**Things to do:**
A: Decide whether each statement below agrees with the text on solar active regions, answering yes or no and quoting the deciding words from that text: (i) active regions typically last for many solar rotations; (ii) the SWPC assigns a region number on the same day as the first observation; (iii) after region numbers reached 10,000, the SWPC switched to five-digit numbers.
B: Continue the text on solar active regions from where it stops.

**Text under study:**
________________________
= Active region =

Temporary region on the Sun

In solar physics, an active region is a temporary feature in the Sun's atmosphere characterized by a strong and complex magnetic field.
Active regions are often associated with sunspots and are commonly the source of violent eruptions such as coronal mass ejections and solar flares. The number and location of active regions on the solar disk at any given time is dependent on the solar cycle.

The clearest definition of a solar active region is via its photospheric magnetic field; on a global magnetogram the active regions appear as complex bipolar structures.
In the photosphere an active region consists of sunspots and faculae, and in the chromosphere, solar plages and an enhanced emission network that scales with the supergranulation.
They typically persist for many solar rotations (months), following a relatively rapid initial growth.
The strongest regions develop sunspots relatively early in their lifetime, but these normally decay and seldom persist for more than a single rotation.

==Region numbers==
Newly observed active regions on the solar disk are assigned 4-digit region numbers by the Space Weather Prediction Center (SWPC) on the day following the initial observation. The region number assigned to a particular active region is one added to the previously assigned number. For example, the first observation of active region 8090, or AR8090, was followed by AR8091.

According to the SWPC, a number is assigned to a region if it meets at least one of the following criteria:
1. It contains a sunspot group of class C or larger based on the Modified Zurich Class sunspot classification system.
2. It contains a sunspot group of class A or B confirmed by at least two observers, preferably with observations more than one hour apart.
3. It has produced a solar flare with an X-ray burst.
4. It contains plage with a white-light brightness of at least 2.5 (on a linear scale 1-5, 5=flare) and has an extent of at least five heliographic degrees.
5. It contains plage that is bright near the west limb and is suspected of growing.

The region numbers reached 10,000 in July 2002. However, the SWPC continued using 4-digits, with the inclusion of leading zeros.
________________________
**Provided material:**
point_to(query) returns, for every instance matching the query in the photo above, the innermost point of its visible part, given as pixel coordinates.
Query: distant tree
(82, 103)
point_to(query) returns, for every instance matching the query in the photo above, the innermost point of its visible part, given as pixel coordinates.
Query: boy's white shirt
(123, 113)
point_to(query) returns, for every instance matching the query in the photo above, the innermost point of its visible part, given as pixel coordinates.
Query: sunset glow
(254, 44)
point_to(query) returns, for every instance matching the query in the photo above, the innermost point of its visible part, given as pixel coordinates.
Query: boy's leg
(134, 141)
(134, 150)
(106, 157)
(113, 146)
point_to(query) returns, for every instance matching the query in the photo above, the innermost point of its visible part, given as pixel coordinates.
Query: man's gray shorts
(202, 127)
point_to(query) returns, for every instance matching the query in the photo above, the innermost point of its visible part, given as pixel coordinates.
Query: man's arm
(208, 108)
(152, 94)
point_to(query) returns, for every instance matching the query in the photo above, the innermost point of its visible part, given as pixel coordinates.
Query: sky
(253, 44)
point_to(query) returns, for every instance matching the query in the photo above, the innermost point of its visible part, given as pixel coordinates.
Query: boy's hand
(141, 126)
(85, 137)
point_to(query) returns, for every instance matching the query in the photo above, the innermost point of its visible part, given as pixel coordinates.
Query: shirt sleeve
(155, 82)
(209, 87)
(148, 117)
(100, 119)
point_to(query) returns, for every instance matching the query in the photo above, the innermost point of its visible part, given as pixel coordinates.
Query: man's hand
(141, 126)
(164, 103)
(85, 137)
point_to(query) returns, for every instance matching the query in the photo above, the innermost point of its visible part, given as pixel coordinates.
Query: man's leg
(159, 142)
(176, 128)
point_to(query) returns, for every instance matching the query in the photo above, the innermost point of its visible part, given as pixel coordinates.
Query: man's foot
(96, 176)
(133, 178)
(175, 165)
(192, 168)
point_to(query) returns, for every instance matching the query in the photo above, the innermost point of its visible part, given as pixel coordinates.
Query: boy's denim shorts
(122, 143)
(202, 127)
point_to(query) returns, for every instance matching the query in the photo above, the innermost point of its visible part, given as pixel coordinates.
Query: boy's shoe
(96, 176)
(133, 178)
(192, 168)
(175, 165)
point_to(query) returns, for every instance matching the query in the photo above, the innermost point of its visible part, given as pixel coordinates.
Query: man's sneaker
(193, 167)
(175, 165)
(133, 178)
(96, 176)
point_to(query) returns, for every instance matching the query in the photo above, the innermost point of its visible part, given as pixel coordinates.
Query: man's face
________________________
**Responses per task:**
A:
(i) Yes: "They typically persist for many solar rotations (months)".
(ii) No: "on the day following the initial observation".
(iii) No: "the SWPC continued using 4-digits, with the inclusion of leading zeros."

B:
==Magnetic field==

Examples of Hale magnetic classifications observed by SDO/HMI. From left to right: α (unipolar), β (bipolar with clear division), βγ (bipolar complex), βδ, and βγδ. Red and blue contours indicate opposite magnetic polarities.

A highly simplified diagram of the magnetic field of an active region illustrating its bipolar nature.

===Mount Wilson magnetic classification===
The Mount Wilson magnetic classification system, also known as the Hale magnetic classification system, is a method of classifying the magnetic field of active regions. It was first introduced in 1919 by George Ellery Hale and coworkers working at the Mount Wilson Observatory. It originally included only the α, β, and γ magnetic classifications, but it was later modified by H. Künzel in 1965 to include the δ qualifier.

| Classification | Description |
|---|---|
| α | An active region containing a single sunspot or group of sunspots all having the same magnetic polarity. An opposite polarity counterpart is still present, but is weak or not concentrated enough to form sunspots. |
| β | An active region with at least two sunspots or sunspot groups that have opposite magnetic polarity. A simple neutral line between the two polarities is also present. |
| γ | An active region with sunspots having completely intermixed magnetic polarity. |
| β-γ | An active region with at least two sunspots or sunspot groups that have opposite magnetic polarity (hence β) but no well-defined neutral line dividing the opposite polarities (hence γ). |
| δ | A qualifier to the other classes indicating the presence of opposite polarity umbrae within a single penumbra separated by at most 2° in heliographic distance. |
| β-δ | An active region with a β magnetic field and at least one pair of opposite polarity umbrae within a single penumbra (hence δ). |
| β-γ-δ | An active region with a β-γ magnetic field and at least one pair of opposite polarity umbrae within a single penumbra (hence δ). |
| γ-δ | An active region with a γ magnetic field and at least one pair of opposite polarity umbrae within a single penumbra (hence δ). |

==Coronal Field Connectivity==

A solar active region can have on of two distinct magnetic connectivities, "streamer" or "pseudostreamer."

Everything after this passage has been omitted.